Dataset entries
###

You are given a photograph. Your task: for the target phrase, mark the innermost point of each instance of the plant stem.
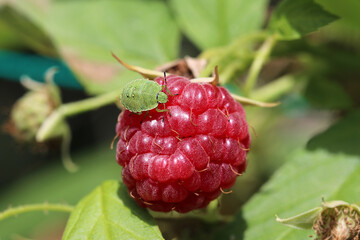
(260, 58)
(275, 89)
(35, 207)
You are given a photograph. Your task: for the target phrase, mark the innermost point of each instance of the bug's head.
(161, 97)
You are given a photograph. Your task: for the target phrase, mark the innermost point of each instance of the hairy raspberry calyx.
(182, 160)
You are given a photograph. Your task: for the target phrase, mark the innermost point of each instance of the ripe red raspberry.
(182, 160)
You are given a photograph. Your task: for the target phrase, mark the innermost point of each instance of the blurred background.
(319, 85)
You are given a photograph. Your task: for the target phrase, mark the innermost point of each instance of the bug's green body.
(142, 95)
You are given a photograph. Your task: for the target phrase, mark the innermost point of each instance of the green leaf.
(328, 94)
(292, 19)
(297, 186)
(348, 10)
(303, 220)
(109, 213)
(54, 185)
(86, 32)
(343, 136)
(212, 23)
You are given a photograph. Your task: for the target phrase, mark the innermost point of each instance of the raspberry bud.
(183, 159)
(31, 110)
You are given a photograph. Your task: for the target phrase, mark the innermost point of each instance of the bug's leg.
(163, 110)
(147, 113)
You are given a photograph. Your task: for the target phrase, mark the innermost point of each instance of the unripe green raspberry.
(29, 112)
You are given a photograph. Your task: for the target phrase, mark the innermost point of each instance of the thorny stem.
(260, 58)
(35, 207)
(275, 89)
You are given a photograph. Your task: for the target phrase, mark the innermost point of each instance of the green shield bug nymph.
(143, 95)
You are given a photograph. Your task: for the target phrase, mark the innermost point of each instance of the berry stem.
(35, 207)
(260, 59)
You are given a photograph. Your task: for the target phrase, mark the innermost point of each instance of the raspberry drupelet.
(183, 159)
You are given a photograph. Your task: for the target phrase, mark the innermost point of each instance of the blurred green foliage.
(321, 84)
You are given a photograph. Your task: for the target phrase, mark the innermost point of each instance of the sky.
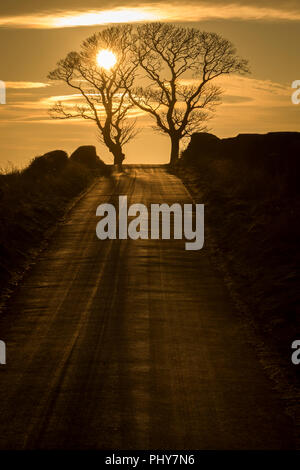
(34, 35)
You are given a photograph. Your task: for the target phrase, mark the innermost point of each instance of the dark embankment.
(32, 200)
(249, 185)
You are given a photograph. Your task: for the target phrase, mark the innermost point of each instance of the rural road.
(124, 344)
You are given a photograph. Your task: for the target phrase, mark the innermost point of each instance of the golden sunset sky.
(34, 35)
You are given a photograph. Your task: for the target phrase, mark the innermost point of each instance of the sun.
(106, 59)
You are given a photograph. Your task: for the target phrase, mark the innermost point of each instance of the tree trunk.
(118, 160)
(174, 149)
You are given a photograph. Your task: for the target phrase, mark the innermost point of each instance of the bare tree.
(103, 91)
(180, 65)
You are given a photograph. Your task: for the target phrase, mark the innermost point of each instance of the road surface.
(131, 344)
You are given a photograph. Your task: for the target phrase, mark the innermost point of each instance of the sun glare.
(106, 59)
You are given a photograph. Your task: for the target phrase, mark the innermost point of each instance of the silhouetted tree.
(171, 57)
(104, 92)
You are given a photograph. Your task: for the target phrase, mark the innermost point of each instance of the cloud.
(25, 85)
(189, 12)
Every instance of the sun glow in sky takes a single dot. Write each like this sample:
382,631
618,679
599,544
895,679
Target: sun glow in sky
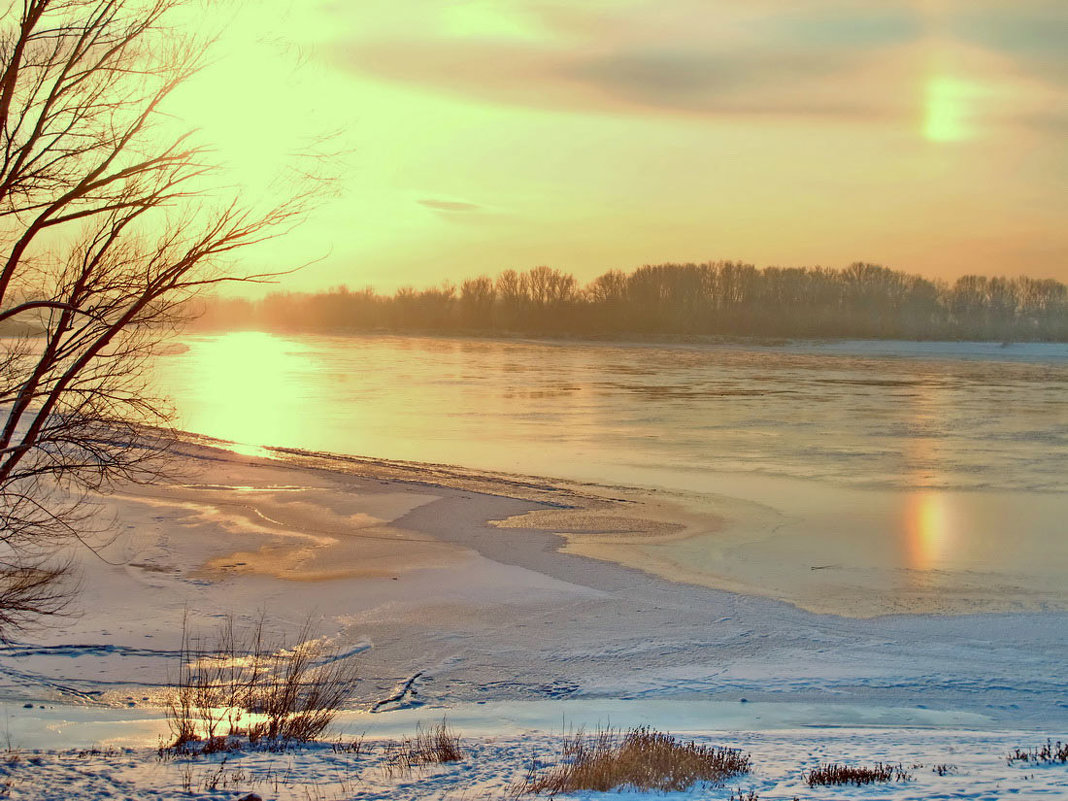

###

#### Exercise brief:
For each line above that carries the word "glow", copy it out.

#### Solution for this task:
Every instance of the sun glow in sky takes a single dot. Write each like this sample:
Target: sun glow in sky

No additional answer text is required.